PAGE.

· · · ·

[Buddha-l] What's wrong with a little Dharma?

Richard P. Hayes rhayes at unm.edu
Tue Aug 30 11:19:35 MDT 2005


The discussions of Buddhist sins are no doubt a healthy antidote to a
naively romantic fantasy that Buddhists, unlike others, somehow managed
to live up to their own lofty ideals. At the same time, such discussions
are feeding material to various people who are eager to discredit
Buddhism (and other "oriental" religions) at every turn. Indeed, in some
quarters the "orientals" (Hindus, Buddhists, yoga practitioners, Reiki
practitioners etc) have replaced the Jews (or perhaps just joined them)
as a favorite target and example of people turning against God and
Christ. Indeed, I'd say that Buddhists and yogis have come to be seen as
a greater threat to Christianity than Jews. After all, not many people
leave the Baptist tabernacle or the Catholic church to become Jews, but
quite a few such people do take up meditation and/or yoga and must
therefore be vilified for stepping onto a slippery slope that will
surely lead to eternity in hell. (In other words, what's wrong with a
little Dharma, say some of our Christian gatekeepers, is that it leads
inevitably to a lot of hell.)

· · · ·

WHAT YOU SHOULD DO.
Rewrite the portion of the mailing-list post starting at "as a favorite" and ending at "lot of hell.)", substituting "Methodist chapel" for "Baptist tabernacle". Rely solely on the mailing-list post above and consult no other source.

Data items.
· · · ·

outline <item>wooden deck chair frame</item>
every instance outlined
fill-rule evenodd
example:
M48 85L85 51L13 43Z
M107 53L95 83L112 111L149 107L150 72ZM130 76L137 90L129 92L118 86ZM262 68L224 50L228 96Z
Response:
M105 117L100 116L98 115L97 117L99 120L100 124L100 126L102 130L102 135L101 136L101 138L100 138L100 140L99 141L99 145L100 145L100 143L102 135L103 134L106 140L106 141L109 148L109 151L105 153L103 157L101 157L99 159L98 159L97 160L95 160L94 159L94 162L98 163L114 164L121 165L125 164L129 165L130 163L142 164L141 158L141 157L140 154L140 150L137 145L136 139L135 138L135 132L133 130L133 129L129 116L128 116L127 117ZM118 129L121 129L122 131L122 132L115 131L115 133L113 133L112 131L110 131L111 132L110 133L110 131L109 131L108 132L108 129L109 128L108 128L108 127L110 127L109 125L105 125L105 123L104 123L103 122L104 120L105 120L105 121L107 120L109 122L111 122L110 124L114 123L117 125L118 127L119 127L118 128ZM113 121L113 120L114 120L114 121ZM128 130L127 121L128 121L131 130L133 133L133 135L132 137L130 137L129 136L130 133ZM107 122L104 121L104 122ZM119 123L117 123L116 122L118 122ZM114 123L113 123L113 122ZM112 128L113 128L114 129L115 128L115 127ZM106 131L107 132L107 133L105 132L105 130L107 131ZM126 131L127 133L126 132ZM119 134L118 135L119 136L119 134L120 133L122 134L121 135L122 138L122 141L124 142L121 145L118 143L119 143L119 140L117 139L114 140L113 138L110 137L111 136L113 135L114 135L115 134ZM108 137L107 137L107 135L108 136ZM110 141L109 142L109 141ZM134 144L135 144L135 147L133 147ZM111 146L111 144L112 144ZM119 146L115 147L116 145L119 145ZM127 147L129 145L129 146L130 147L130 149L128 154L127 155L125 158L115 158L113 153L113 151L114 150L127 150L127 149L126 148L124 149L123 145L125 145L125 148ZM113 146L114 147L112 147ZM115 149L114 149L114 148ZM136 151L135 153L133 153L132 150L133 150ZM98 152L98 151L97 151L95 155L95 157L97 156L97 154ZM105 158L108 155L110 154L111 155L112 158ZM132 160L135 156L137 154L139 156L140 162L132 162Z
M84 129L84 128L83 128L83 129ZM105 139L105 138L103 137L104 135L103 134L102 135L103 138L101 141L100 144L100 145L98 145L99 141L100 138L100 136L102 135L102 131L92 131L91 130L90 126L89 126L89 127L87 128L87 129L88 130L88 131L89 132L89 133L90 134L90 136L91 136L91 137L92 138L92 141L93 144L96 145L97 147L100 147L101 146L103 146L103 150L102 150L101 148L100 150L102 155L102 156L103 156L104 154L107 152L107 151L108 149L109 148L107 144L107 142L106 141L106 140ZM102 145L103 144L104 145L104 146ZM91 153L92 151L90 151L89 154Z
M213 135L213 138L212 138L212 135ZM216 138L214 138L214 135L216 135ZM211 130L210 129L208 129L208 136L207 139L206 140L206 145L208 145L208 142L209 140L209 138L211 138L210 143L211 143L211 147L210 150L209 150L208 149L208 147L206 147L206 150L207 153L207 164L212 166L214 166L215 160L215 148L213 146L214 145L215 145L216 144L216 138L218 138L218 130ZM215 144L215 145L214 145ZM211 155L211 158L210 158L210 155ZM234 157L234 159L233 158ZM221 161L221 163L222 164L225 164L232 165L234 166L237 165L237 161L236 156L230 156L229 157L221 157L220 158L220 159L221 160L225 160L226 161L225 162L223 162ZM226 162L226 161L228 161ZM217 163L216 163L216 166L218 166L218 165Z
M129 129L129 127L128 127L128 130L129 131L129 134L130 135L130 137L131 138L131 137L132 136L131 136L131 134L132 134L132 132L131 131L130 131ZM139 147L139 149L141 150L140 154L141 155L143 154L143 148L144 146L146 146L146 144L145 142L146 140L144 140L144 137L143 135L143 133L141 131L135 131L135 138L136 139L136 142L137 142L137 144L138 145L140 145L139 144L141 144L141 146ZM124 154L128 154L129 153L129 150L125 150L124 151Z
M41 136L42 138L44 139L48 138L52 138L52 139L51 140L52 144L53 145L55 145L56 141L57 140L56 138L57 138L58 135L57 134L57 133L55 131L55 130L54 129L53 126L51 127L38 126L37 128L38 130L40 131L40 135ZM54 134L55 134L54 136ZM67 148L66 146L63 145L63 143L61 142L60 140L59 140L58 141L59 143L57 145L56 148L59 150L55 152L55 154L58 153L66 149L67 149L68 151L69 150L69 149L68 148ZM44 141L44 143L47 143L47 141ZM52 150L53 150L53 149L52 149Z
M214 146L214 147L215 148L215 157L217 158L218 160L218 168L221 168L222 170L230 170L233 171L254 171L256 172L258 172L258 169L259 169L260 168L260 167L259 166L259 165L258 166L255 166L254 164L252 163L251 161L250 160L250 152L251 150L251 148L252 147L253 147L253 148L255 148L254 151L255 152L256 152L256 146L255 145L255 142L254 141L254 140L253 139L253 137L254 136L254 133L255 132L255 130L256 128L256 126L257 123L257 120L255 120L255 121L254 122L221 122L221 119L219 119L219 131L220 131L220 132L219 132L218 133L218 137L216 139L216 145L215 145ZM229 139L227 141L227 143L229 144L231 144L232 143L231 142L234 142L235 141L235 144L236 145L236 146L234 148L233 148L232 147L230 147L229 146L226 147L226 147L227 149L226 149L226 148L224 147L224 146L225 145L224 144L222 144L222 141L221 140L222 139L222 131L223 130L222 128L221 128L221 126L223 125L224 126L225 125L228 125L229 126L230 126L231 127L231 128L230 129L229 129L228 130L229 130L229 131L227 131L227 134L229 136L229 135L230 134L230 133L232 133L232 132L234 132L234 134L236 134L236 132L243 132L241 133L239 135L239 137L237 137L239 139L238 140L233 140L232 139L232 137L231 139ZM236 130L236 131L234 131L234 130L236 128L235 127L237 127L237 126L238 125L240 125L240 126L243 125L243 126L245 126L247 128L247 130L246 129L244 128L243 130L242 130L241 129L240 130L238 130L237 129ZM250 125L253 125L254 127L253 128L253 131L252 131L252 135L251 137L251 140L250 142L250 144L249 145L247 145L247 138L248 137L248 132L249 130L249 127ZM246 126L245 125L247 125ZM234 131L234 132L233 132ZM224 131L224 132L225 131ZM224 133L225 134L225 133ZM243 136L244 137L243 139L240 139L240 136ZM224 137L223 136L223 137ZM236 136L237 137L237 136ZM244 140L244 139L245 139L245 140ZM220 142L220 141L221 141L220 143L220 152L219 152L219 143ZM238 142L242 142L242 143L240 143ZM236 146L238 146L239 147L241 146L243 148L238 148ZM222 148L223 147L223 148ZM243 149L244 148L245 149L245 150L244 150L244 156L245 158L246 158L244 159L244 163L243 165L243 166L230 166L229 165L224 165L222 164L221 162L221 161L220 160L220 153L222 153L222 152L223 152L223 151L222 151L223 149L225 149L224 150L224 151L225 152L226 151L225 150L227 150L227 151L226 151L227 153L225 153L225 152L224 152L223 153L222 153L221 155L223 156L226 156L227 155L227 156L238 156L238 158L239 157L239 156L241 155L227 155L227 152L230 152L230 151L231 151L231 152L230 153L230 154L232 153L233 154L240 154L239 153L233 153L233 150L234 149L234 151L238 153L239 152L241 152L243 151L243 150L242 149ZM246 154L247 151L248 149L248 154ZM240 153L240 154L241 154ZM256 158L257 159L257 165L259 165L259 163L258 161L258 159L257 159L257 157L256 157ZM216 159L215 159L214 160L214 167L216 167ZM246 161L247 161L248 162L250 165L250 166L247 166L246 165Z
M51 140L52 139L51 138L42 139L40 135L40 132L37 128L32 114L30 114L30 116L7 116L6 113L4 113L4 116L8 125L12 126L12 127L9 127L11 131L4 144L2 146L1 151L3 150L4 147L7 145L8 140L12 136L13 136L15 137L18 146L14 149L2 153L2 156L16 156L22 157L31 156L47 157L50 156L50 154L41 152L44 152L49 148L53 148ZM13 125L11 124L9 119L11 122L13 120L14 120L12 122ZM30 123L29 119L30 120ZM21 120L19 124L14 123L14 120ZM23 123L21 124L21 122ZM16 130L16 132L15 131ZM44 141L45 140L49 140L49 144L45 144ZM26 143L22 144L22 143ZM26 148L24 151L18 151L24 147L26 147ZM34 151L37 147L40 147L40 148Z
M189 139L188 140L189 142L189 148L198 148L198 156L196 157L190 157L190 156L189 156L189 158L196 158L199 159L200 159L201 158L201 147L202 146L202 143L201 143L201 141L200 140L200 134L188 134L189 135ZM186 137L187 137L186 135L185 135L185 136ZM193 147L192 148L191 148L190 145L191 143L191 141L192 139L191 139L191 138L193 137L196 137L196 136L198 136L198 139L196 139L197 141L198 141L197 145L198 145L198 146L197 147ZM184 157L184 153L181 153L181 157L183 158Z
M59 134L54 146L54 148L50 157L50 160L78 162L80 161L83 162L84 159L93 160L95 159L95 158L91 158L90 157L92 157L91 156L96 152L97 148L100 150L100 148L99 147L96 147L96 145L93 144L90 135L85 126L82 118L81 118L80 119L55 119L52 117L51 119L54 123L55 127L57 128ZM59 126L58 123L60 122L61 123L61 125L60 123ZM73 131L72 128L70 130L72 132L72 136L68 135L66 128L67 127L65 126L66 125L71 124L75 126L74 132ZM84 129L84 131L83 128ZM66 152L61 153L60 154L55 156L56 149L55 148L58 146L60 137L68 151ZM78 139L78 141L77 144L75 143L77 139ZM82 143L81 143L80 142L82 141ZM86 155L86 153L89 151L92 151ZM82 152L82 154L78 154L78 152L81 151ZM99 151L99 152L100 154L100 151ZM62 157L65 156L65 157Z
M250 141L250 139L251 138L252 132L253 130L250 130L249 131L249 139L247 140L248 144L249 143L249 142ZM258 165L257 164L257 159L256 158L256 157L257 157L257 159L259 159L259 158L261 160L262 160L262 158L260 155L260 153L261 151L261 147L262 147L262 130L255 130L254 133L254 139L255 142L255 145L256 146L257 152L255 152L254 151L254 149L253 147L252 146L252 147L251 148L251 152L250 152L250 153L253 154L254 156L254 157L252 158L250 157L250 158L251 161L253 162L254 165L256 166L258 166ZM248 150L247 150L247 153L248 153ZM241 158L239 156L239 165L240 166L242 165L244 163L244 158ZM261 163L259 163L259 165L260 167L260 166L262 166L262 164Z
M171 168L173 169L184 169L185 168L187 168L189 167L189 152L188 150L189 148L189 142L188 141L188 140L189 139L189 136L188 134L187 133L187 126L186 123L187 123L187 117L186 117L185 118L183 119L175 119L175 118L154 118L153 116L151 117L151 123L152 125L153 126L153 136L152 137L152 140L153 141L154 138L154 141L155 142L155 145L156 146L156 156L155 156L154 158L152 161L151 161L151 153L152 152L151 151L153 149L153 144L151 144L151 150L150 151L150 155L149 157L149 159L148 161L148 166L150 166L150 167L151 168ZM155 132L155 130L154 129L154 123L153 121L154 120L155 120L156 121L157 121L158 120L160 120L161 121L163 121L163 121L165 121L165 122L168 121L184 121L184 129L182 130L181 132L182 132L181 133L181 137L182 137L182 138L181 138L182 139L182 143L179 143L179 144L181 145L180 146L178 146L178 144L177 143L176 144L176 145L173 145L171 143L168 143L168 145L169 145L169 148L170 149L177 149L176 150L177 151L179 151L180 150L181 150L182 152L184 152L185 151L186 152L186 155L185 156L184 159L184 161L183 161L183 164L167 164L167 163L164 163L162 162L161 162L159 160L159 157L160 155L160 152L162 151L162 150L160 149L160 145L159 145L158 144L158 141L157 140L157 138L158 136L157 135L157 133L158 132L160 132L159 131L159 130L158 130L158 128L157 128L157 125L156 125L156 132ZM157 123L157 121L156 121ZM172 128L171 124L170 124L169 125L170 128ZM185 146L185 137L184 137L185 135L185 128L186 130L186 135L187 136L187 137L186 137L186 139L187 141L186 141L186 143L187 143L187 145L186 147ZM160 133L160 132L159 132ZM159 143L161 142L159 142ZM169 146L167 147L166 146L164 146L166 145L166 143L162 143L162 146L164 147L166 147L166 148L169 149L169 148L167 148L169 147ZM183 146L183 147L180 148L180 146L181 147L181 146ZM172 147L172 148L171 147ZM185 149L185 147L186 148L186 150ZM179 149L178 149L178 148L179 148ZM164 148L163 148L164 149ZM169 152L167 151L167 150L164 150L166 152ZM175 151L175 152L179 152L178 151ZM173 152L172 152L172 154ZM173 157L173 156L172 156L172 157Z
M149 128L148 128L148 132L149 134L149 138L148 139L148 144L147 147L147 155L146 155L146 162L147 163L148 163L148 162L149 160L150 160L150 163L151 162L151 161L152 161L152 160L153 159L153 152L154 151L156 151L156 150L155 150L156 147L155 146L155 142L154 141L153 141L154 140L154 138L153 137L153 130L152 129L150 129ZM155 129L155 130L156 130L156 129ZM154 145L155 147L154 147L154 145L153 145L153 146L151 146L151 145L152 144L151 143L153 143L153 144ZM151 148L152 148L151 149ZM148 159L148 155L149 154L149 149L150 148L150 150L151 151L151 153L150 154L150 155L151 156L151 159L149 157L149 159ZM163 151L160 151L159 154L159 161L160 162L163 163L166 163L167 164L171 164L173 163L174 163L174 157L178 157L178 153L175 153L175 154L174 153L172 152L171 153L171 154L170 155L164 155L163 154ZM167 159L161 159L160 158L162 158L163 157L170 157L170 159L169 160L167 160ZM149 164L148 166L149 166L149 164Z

· · · ·

RESULT BELOW.
as a favorite target and example of people turning against God and
Christ. Indeed, I'd say that Buddhists and yogis have come to be seen as
a greater threat to Christianity than Jews. After all, not many people
leave the Methodist chapel or the Catholic church to become Jews, but
quite a few such people do take up meditation and/or yoga and must
therefore be vilified for stepping onto a slippery slope that will
surely lead to eternity in hell. (In other words, what's wrong with a
little Dharma, say some of our Christian gatekeepers, is that it leads
inevitably to a lot of hell.)